#### Text section:
##########
Legal music downloads catching up to pirated copies
By Stewart Mitchell
Posted on 7 Feb 2013 at 09:24
Legal digital purchases of songs are starting to catch up with pirated downloads, according to music lobby group the BPI.
While the record industry used to claim only one in ten downloads were legal, the BPI said 345 million tracks were illegally downloaded in the first half of last year, with 239m paid-for downloads.
The industry group claimed last year's closure of Megaupload led to a significant drop in piracy levels, while increasing access to legal services was also having an impact.
Despite innovation in the online market for music, new services still have to compete with websites and services that attract potential customers away because they offer music illegally
"Before its closure, Megaupload had more users than any other locker site in the UK, averaging 1.3m each month in 2011," the BPI said in its report.
With digital sales now accounting for more than half of all music sales, the BPI said the industry had sold 114m albums and 938m single tracks as digital downloads to date.
The figures highlighted the challenge faced by high-street retailers such as HMV, with digital sales now accounting for 99.6% of singles sold.
Despite the progress, the BPI warned that the industry still faced a battle to convert the remaining pirates to paying customers.
"Piracy in the UK remains at a high level with 7m individuals visiting sites that offer content illegally each month," the report said.
"Despite innovation in the online market for music, new services still have to compete with websites and services that attract potential customers away because they offer music illegally for free."
Three things I can think of could help:
1. Make sure people can preview the full song.
2. Offer lossless versions and/or make sure a CD is available. I hate the idea of buying a lossy version of a song/album.
3. Make sure songs are available, for example, one time I looked up a specific remix of a song and it wasn't available anywhere digitally.
One other idea I've had is the one time I believe DRM would be acceptable and that's to offer a free rental version (say a week). Allot of the songs I like are ones I listened to on my ipod in the right mood and I might experiment more if they did something like this.
##########
#### Raw records:

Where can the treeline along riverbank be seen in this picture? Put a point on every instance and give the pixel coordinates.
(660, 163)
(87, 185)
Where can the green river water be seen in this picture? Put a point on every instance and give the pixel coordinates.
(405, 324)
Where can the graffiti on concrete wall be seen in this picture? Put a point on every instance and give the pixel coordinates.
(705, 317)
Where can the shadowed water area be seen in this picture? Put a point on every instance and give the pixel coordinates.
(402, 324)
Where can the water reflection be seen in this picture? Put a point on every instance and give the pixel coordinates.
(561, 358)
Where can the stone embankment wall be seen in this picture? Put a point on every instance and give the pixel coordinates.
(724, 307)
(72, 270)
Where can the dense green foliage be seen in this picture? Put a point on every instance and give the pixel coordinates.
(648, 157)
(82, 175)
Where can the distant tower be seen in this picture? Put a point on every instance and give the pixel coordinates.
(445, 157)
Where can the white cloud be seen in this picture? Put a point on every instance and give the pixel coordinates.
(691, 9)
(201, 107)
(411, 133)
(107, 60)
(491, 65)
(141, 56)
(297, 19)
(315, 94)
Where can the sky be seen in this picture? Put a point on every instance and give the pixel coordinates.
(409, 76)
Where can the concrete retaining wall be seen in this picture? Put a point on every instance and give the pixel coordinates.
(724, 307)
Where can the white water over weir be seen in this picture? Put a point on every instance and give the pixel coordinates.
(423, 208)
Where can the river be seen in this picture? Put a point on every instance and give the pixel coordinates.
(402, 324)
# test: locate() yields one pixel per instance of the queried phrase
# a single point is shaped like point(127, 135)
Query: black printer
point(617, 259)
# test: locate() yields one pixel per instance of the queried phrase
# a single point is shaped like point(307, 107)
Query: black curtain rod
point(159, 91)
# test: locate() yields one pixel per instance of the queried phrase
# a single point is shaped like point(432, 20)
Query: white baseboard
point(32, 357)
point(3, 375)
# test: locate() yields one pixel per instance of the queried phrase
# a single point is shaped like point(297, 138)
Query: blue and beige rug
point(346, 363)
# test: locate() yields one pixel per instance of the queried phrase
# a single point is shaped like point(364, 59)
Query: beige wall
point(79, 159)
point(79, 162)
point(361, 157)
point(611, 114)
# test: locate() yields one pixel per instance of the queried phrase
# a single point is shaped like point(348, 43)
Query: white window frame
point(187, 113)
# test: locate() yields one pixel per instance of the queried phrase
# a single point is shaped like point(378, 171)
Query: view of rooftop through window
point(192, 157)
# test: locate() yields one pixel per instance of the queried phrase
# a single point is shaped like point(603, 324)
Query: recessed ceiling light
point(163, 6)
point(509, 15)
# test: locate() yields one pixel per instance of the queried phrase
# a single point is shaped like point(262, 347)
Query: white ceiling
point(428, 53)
##########
#### Exercise directions:
Reproduce verbatim the part of the music downloads article above that opens with the words containing "Legal music downloads" and closes with "group the BPI.".

#### Exercise result:
Legal music downloads catching up to pirated copies
By Stewart Mitchell
Posted on 7 Feb 2013 at 09:24
Legal digital purchases of songs are starting to catch up with pirated downloads, according to music lobby group the BPI.